Exercise prompt:
Copy the lines of the records below word for word, starting at the line that contains "leaf midrib is." and ending at the line that contains "121,0 -> 137,79".

## Start Exercise input

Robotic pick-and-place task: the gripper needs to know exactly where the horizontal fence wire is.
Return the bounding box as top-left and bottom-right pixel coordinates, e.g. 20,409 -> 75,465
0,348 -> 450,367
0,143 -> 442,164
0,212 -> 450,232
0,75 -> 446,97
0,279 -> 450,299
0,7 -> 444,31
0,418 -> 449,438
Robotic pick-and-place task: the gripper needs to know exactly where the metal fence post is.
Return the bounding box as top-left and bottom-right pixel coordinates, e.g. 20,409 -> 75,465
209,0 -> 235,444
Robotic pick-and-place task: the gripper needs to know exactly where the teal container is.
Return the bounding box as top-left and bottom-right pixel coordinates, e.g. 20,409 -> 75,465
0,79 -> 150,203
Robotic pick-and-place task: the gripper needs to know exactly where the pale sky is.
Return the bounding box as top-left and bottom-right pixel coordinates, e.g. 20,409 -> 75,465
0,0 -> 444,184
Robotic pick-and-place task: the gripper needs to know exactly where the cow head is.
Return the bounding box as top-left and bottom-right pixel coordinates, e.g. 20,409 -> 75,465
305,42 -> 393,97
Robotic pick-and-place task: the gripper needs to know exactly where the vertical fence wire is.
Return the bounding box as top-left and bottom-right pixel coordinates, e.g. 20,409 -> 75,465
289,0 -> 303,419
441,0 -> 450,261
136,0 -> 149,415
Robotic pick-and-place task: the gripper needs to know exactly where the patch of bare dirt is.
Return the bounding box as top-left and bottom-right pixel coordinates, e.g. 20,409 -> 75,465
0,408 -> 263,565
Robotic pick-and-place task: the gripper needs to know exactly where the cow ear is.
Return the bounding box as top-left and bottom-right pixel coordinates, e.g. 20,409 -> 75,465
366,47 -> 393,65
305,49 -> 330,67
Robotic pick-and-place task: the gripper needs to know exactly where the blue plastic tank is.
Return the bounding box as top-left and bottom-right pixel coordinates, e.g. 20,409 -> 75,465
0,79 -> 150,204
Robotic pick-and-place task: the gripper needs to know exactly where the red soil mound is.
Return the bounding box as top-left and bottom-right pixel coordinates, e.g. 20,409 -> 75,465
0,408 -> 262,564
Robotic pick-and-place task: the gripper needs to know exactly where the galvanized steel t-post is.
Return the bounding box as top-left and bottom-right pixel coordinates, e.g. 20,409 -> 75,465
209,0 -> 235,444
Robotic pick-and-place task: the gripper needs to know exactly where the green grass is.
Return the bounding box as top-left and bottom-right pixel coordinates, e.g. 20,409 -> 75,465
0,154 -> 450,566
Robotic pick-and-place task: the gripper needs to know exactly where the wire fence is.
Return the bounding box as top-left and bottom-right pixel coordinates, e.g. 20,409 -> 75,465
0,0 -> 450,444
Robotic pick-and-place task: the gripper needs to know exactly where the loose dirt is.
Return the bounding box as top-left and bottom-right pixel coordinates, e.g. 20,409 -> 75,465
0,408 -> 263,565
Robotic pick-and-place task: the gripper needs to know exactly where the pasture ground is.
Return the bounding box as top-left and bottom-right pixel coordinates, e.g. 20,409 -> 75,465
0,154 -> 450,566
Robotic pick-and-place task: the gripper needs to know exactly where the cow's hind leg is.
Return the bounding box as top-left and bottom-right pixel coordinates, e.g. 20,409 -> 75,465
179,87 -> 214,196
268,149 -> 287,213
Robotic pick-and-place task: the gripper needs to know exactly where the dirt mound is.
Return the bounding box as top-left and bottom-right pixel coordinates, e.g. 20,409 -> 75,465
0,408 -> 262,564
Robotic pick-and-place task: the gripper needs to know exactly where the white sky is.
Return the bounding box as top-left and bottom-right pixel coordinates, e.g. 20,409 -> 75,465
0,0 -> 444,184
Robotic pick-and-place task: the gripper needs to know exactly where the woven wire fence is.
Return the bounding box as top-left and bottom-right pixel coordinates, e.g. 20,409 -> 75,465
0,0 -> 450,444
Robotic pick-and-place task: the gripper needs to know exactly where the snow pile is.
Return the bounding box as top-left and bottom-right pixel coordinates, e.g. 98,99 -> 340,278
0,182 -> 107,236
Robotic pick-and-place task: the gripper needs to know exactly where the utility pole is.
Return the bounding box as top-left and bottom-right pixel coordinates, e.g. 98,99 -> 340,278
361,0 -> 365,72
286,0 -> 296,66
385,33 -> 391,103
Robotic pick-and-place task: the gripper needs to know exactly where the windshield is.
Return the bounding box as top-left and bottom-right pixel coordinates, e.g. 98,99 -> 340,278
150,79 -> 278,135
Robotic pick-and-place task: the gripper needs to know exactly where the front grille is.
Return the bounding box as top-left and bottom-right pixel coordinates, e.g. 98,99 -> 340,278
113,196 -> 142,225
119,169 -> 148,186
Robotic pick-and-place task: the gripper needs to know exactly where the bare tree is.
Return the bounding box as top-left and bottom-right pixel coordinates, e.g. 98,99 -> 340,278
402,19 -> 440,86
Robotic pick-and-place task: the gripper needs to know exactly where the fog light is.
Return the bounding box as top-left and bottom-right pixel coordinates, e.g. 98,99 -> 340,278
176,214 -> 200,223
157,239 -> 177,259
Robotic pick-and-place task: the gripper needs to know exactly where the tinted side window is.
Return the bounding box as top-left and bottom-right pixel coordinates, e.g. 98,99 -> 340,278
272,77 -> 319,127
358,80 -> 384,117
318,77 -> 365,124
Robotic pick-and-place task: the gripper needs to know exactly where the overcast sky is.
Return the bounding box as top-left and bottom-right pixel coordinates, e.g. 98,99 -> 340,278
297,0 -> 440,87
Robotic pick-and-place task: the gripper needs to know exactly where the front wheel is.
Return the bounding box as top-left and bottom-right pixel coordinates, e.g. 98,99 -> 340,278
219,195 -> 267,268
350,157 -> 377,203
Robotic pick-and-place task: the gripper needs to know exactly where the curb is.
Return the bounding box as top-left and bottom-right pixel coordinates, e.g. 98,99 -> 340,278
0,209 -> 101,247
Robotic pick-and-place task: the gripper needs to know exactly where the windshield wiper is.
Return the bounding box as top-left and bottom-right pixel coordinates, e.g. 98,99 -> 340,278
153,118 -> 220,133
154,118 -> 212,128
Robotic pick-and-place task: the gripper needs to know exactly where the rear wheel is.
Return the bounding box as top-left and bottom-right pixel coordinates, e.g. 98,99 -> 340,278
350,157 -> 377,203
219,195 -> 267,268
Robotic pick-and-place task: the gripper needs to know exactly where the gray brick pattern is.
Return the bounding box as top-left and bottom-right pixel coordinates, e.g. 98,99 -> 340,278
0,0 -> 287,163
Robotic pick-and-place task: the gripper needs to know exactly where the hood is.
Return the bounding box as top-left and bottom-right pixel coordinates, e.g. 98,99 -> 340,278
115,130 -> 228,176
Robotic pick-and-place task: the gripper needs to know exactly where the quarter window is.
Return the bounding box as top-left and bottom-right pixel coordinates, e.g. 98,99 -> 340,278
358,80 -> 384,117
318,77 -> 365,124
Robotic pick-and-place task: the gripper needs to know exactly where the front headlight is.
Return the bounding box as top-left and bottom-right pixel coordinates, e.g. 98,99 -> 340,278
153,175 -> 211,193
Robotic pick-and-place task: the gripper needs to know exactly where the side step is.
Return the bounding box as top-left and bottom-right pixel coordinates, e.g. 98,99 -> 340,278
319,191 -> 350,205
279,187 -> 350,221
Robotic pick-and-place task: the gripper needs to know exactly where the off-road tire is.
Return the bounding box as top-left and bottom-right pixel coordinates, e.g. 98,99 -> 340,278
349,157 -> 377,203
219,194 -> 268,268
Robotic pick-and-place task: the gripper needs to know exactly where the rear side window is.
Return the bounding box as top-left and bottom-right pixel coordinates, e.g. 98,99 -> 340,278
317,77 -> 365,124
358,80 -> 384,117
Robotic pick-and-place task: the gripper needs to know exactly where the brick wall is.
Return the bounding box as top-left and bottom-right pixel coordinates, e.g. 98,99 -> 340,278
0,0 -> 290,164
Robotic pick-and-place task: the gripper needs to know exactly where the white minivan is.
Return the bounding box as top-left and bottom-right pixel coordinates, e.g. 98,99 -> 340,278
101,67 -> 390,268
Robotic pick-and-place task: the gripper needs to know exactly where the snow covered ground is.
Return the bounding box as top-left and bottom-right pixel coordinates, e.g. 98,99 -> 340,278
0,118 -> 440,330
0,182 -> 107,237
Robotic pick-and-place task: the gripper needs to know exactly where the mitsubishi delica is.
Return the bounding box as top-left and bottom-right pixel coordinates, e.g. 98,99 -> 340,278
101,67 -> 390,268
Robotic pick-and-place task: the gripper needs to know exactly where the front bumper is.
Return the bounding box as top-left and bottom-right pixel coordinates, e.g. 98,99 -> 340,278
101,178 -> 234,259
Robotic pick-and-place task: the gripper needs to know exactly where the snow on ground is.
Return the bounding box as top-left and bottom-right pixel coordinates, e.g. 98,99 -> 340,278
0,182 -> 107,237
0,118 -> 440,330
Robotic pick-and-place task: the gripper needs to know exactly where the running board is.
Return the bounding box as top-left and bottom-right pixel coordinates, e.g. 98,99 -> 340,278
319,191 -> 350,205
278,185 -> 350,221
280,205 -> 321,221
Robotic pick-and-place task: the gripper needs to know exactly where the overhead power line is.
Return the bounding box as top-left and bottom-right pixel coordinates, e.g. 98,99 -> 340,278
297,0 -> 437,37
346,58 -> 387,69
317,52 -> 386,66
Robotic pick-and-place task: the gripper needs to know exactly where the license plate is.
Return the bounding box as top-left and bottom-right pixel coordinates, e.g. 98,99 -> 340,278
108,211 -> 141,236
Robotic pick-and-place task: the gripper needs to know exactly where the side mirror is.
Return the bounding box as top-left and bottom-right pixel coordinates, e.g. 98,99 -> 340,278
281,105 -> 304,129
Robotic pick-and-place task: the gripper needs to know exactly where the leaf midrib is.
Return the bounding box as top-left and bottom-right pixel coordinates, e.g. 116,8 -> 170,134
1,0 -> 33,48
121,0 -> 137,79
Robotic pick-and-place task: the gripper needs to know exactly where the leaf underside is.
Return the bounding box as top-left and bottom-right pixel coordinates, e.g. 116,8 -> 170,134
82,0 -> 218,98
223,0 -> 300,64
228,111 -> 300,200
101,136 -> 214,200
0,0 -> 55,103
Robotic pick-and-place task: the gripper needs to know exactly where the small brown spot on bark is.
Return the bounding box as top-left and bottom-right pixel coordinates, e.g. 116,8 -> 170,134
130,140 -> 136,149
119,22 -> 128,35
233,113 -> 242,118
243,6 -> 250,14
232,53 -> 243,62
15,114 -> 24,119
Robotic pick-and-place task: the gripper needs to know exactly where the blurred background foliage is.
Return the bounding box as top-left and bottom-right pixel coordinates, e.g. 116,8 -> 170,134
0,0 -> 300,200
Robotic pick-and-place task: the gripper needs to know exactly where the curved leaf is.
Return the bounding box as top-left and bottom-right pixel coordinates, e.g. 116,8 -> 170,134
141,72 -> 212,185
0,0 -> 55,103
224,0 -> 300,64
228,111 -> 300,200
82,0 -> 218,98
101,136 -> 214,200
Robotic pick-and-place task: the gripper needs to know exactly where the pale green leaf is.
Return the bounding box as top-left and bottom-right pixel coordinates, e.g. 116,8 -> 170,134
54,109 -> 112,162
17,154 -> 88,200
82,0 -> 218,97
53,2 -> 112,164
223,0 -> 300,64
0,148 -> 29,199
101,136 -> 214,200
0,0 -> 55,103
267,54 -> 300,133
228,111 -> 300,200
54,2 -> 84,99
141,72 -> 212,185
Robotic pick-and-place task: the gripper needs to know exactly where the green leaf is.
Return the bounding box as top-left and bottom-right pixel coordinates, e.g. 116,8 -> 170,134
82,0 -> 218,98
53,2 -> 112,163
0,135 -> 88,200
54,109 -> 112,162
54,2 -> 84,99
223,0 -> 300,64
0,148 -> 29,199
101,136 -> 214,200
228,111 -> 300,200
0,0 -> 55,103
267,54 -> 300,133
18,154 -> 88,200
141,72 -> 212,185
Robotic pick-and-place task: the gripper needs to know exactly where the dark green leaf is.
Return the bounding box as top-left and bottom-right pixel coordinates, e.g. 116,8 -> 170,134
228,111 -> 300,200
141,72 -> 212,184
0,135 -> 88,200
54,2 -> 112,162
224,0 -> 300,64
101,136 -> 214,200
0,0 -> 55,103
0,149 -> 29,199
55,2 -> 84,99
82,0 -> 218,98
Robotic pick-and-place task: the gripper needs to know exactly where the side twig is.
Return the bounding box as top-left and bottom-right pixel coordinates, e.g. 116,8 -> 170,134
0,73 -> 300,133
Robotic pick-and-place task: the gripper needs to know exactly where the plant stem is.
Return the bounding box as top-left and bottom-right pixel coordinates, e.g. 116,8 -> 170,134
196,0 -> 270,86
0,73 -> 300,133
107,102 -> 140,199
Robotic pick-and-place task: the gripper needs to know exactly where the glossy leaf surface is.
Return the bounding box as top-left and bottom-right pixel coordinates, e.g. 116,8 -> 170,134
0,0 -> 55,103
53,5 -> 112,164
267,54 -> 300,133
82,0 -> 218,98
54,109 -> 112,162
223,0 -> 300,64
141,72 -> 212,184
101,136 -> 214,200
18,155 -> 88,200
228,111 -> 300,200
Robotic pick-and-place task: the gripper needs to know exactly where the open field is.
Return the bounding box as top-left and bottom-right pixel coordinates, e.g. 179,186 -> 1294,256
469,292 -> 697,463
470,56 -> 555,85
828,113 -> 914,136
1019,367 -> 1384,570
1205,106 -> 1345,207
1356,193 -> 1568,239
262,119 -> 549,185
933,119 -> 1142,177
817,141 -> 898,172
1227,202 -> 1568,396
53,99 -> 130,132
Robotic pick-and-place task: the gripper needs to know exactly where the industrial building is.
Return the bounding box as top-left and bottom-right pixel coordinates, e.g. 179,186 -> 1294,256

## End Exercise input

Solution below:
Robotic pick-and-place task: the gripper needs to know exactly where the leaf midrib is.
Return the bounding box as top-left and bottom-right pixel coordinates, e.g. 116,8 -> 170,134
1,0 -> 33,48
121,0 -> 137,79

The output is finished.